Extracted data entries:
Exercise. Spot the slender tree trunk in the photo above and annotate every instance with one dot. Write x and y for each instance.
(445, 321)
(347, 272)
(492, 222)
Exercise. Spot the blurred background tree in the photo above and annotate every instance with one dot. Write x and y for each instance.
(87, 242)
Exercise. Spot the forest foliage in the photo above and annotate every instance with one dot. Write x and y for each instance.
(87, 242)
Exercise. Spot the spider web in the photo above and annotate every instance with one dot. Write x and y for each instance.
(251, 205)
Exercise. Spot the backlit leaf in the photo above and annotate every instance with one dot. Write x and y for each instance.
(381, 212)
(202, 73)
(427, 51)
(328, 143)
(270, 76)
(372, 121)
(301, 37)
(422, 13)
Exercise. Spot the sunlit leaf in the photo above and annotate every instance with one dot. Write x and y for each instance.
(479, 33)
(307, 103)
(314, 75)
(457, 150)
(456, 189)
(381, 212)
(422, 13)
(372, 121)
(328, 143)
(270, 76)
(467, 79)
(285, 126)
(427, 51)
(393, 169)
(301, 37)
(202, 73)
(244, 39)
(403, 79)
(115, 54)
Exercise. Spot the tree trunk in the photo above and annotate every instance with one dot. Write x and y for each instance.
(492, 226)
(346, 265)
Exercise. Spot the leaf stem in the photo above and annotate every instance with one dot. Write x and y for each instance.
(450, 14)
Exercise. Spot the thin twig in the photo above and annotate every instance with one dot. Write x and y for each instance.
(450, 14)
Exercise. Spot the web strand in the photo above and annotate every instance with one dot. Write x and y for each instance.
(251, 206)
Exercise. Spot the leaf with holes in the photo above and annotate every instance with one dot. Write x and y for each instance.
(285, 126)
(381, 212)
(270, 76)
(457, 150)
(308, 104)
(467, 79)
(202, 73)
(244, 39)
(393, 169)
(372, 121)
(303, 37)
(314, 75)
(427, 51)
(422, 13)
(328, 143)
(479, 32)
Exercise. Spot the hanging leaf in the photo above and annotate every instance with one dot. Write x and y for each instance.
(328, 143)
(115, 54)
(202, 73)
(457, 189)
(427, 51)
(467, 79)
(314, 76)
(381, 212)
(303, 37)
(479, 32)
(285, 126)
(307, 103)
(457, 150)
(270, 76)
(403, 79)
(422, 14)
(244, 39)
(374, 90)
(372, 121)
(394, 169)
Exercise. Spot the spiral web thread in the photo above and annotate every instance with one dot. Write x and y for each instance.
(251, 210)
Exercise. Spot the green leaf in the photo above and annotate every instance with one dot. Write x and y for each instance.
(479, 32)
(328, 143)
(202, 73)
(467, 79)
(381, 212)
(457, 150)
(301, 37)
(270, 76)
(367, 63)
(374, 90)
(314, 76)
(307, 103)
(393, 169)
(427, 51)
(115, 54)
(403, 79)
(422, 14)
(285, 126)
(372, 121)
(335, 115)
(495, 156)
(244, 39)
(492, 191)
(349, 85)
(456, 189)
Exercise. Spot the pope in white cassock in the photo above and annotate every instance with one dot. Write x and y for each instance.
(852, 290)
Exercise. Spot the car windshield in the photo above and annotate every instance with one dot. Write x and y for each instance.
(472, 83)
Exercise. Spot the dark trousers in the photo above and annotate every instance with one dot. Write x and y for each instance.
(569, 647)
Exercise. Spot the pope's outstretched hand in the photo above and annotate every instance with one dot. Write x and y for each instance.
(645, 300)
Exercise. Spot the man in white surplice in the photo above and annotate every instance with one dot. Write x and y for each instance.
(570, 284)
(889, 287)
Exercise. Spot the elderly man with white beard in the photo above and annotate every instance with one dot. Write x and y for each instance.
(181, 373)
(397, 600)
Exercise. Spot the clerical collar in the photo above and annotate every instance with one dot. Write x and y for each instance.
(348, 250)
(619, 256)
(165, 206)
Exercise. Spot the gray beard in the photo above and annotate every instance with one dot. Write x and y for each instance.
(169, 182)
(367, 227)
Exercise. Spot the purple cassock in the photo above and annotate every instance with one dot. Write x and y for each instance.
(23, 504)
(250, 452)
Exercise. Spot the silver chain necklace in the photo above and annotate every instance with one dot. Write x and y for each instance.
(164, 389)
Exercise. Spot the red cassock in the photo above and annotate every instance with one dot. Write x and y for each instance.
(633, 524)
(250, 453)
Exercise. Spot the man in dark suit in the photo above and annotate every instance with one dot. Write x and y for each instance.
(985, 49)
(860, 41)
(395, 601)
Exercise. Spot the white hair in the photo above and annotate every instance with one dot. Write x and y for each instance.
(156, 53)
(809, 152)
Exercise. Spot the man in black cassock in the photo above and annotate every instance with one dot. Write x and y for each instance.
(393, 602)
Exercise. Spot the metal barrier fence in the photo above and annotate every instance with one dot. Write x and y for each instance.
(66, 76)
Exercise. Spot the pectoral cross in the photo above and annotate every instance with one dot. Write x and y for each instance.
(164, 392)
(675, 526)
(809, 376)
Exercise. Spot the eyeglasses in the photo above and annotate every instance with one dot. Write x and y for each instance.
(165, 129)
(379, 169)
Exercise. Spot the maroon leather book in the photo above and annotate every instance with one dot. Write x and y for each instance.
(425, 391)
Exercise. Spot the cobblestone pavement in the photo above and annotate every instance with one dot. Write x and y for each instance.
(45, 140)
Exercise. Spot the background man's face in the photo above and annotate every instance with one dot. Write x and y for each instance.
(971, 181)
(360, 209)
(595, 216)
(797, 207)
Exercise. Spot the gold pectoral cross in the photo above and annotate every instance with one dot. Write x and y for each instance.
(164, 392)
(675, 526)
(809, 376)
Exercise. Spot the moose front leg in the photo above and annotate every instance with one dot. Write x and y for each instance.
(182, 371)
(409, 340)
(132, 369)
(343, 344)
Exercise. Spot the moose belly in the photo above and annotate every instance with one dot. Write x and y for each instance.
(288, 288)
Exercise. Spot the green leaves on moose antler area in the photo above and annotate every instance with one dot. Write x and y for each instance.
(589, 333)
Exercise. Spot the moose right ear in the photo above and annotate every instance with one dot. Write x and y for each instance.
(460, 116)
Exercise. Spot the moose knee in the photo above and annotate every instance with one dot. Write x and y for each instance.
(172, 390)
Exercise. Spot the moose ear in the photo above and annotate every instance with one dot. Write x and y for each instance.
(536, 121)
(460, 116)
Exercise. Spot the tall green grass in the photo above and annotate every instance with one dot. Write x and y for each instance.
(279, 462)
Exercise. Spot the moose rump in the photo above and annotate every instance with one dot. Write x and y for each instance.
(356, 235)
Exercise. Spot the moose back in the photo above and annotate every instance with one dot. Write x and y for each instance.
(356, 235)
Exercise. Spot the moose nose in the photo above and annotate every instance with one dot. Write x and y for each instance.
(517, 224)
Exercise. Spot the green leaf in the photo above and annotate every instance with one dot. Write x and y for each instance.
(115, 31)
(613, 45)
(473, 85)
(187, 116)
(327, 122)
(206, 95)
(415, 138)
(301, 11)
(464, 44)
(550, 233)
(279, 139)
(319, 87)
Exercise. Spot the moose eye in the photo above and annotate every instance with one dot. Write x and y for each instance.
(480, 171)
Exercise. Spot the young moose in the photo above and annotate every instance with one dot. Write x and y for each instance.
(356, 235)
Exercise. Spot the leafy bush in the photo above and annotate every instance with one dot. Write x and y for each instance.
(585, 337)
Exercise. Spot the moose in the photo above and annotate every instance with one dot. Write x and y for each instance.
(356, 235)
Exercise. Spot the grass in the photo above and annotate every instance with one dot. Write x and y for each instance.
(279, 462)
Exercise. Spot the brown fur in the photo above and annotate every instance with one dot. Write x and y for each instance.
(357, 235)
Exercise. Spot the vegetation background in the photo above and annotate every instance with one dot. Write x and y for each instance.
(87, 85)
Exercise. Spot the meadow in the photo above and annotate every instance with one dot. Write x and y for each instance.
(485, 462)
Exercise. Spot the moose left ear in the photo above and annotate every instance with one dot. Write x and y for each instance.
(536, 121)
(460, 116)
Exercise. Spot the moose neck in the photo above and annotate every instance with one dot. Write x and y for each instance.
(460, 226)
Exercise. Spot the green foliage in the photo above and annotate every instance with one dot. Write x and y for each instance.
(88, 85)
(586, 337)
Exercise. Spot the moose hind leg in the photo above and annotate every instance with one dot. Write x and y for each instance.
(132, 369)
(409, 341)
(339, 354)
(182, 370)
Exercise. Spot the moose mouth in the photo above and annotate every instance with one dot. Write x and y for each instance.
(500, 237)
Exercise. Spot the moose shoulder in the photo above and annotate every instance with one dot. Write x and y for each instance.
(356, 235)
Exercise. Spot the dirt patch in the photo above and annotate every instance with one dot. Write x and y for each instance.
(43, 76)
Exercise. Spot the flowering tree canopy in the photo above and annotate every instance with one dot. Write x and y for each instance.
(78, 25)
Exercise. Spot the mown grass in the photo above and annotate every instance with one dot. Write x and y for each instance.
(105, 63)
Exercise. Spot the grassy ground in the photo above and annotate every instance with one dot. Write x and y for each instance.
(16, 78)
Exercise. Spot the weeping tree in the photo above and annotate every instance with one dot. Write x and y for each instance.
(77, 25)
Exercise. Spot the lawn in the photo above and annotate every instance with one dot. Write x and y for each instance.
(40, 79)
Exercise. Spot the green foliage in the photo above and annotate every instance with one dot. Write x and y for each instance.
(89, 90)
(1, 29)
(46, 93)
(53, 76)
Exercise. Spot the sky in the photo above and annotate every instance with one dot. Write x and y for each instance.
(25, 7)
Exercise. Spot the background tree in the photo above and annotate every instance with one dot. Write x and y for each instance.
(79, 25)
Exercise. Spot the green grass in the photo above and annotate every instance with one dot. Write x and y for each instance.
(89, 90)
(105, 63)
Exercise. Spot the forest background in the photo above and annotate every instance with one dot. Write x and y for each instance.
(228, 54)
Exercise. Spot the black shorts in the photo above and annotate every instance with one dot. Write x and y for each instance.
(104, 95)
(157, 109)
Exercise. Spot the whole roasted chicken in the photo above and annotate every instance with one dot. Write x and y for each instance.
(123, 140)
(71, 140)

Exercise details: Nothing but the lines from the one holding "Exercise. Spot the mown" to the end of the entries should be output, each exactly as it appears.

Solution for this task:
Exercise. Spot the mown grass in the photo above and annotate every instance with one dot. Write x and y for each instance.
(105, 63)
Exercise. Spot the grassy ground in the photo above and annotate every instance with one dot. Write x and y for each instance.
(16, 78)
Exercise. Spot the weeping tree in the photo above and annotate every instance with one dot. Write x and y for each instance.
(77, 25)
Exercise. Spot the lawn in the photo above and annotate every instance with one dot. Write x and y for each instance.
(40, 79)
Exercise. Spot the green foliage in the photo above and annotate every instance with one dot. Write x and y for each instance.
(89, 90)
(1, 29)
(46, 93)
(53, 76)
Exercise. Spot the sky in the photo above and annotate every instance with one dot. Write x and y for each instance.
(25, 7)
Exercise. Spot the background tree in the photo above and annotate every instance with one dot. Write x and y for each instance.
(79, 25)
Exercise. Spot the green grass in the photo above and annotate every instance with one dot. Write x and y for each instance.
(89, 90)
(105, 63)
Exercise. Spot the forest background in the photo above and annotate every instance with one dot. Write x and y for each instance.
(228, 54)
Exercise. Spot the black shorts in the photo above and annotate every instance with one dot. Write x and y for each instance.
(104, 95)
(157, 109)
Exercise. Spot the whole roasted chicken in the photo above and annotate every instance with one dot. Write x and y for each instance.
(123, 140)
(71, 140)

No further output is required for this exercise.